# THE DATA

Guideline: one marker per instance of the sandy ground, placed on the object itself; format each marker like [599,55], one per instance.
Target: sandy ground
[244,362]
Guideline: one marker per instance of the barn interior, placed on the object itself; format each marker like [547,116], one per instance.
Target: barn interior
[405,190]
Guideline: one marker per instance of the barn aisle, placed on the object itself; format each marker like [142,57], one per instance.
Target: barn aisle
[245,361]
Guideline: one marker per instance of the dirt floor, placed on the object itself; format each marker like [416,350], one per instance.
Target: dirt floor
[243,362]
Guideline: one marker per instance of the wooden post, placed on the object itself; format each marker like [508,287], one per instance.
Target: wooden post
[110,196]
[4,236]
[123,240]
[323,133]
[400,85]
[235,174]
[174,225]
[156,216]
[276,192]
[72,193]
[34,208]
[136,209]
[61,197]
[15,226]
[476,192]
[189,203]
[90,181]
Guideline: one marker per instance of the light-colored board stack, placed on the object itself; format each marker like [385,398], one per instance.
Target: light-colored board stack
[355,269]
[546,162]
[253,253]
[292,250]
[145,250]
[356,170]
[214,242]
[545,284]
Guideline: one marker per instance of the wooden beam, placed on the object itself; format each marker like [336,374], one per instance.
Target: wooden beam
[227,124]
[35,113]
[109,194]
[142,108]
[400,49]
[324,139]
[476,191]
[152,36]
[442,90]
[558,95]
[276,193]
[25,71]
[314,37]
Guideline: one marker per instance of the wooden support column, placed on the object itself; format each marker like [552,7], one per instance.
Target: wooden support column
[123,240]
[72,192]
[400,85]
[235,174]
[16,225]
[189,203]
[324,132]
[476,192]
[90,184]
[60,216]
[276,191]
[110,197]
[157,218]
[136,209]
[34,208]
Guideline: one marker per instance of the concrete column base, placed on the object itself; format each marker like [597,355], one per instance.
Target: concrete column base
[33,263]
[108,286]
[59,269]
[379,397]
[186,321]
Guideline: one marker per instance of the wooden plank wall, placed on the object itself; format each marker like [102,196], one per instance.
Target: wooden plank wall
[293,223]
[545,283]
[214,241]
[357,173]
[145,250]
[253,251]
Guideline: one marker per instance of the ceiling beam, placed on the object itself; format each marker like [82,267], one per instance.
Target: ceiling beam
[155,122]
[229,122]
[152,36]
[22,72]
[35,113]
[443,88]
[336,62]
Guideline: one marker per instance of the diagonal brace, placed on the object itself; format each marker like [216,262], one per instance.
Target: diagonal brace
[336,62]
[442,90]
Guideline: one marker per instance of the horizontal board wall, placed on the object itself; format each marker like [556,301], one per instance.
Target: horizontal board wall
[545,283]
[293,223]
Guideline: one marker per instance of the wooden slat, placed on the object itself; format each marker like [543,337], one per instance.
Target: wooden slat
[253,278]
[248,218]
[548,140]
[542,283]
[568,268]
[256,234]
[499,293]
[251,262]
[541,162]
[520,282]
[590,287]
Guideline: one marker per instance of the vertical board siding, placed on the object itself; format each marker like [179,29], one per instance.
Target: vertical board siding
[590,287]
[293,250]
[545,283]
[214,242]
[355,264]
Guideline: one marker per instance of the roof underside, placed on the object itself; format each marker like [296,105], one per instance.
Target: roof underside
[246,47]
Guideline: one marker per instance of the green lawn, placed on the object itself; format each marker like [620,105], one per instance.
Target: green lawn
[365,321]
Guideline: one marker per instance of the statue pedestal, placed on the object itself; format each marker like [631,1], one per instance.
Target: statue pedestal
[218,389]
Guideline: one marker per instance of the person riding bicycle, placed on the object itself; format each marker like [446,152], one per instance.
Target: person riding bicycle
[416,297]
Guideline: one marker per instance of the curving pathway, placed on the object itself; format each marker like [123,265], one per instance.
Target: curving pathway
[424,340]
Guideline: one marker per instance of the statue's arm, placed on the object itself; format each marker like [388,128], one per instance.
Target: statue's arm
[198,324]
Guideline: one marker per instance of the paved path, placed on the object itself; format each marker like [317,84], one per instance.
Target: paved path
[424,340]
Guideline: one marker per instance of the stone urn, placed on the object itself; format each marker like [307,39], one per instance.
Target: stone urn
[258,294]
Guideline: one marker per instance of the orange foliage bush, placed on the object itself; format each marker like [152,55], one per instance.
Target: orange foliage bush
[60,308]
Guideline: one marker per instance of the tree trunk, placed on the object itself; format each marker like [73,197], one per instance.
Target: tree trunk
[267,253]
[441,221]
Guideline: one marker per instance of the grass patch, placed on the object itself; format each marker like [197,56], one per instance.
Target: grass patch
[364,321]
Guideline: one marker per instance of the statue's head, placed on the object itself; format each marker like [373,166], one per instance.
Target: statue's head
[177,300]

# AIM OF THE TASK
Print precisely the lines from the one with "Guideline: one marker per instance of the person" through the end of the data above, adding nothing.

# SOLUTION BELOW
Guideline: one marker per instance of the person riding bicycle, placed on the object itself; format each marker like [446,152], one per instance.
Target: person riding bicycle
[416,297]
Guideline: one marker per instance of the curving pathway, placed on the object itself; format each marker like [123,265], one per instance.
Target: curving pathway
[424,340]
Guideline: one marker per instance of the statue's arm, placed on the object itself; format each marker like [388,128], one per instance.
Target: statue's arm
[198,324]
Guideline: one marker per instance of the paved path, placed on the object itself; format each marker like [317,84], one per instance.
Target: paved path
[424,340]
Guideline: one marker per instance of the stone urn, placed on the object itself; format each marker like [307,39], one per instance.
Target: stone urn
[258,294]
Guideline: one marker per instance of the orange foliage bush, placed on the object itself; format each marker like [152,55], one per instance.
Target: orange foliage bush
[60,308]
Guideline: one marker per instance of the tree trunk, placed on the object itself; format each marker like [73,197], one per instance.
Target: tree trunk
[267,253]
[441,221]
Guideline: one marker per instance of the grass patch, placed on the object itself; format each marker like [197,56], one per instance.
Target: grass patch
[364,321]
Guideline: one marker per instance of the statue's head, placed on the object itself; format each marker like [373,166], one per instance.
Target: statue's head
[177,300]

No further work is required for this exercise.